WHAT IS BEING ASKED: Switch "grower's notes" to "scouting log" throughout the records below, keeping everything else the same. Leave the pictures out of your answer.

Stored data
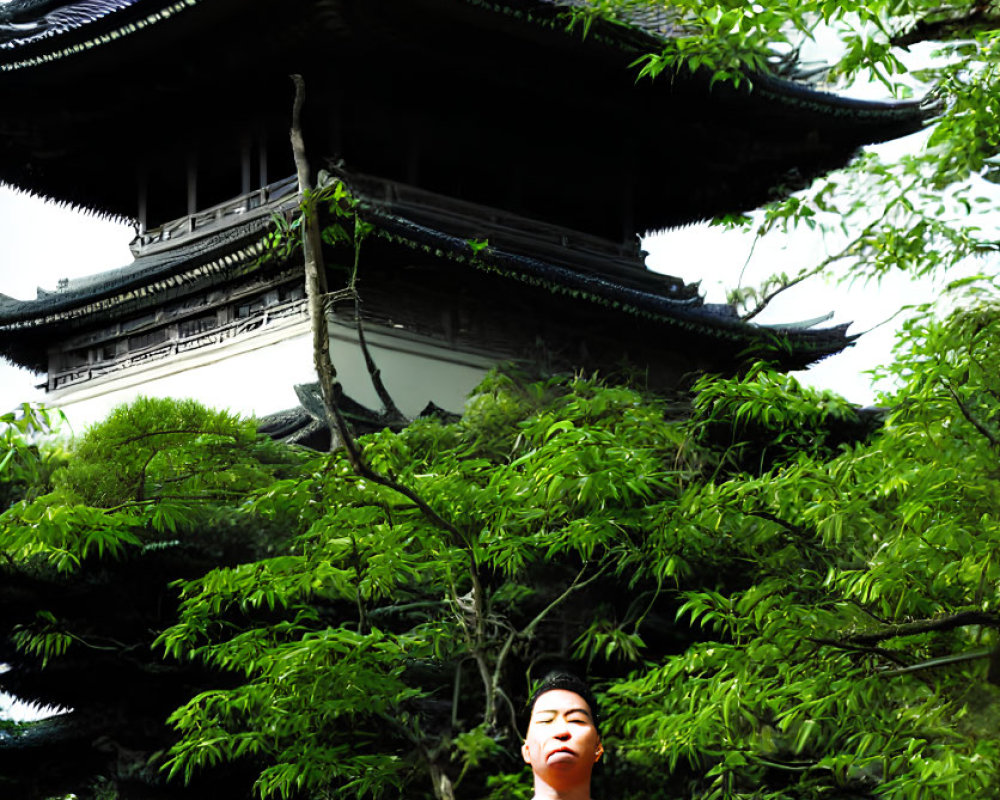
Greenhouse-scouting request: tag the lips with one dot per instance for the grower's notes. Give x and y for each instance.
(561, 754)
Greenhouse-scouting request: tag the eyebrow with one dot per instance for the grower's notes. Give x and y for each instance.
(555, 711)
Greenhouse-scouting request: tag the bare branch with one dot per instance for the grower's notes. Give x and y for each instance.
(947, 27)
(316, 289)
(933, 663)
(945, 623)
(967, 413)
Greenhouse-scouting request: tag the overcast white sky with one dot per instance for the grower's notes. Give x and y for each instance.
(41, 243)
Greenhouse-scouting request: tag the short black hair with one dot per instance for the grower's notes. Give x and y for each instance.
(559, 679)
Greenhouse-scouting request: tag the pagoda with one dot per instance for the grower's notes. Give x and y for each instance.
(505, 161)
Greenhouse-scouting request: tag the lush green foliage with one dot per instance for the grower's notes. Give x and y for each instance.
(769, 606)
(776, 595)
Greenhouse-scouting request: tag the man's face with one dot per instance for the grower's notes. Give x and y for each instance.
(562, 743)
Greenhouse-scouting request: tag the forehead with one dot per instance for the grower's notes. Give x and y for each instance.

THE COMPLETED TASK:
Greenhouse-scouting request: tag the lips with one dot per instance for the scouting log. Give x and y for each instance.
(561, 754)
Greenhouse-scouting request: tag the eyebrow with one dot per instance for the scouting log. Give x and y for each instance.
(555, 711)
Greenhouse-scouting request: tag the bare branch with one dot per instance for the scouting log. Give x and y for each instance.
(947, 27)
(316, 289)
(933, 663)
(945, 623)
(967, 413)
Greenhouse-scouting request: tag the overcast white sky with one dot per instance for the scouting log. Give x and y for each instance.
(41, 243)
Greenhouse-scouting request: tag the short black hair with one dot per instance for the scouting log. Give x and y for each instance.
(559, 679)
Greenhouse-scouting request: tag the pagoda with one dot per instance for the scouting log. Give x and y for each instance.
(505, 161)
Greenhouse-scouting request: tag the lush green foliage with one dot per instance for the scouting log. Give x and y for each instance.
(769, 606)
(776, 595)
Greenhouse-scouting request: tag the man's face with one dot per instance for the scouting log. Give x and y for each instance.
(562, 743)
Greenhouse-scouting request: tag the forehead with one dot per instance for the scouting log. Give x and y for each instance.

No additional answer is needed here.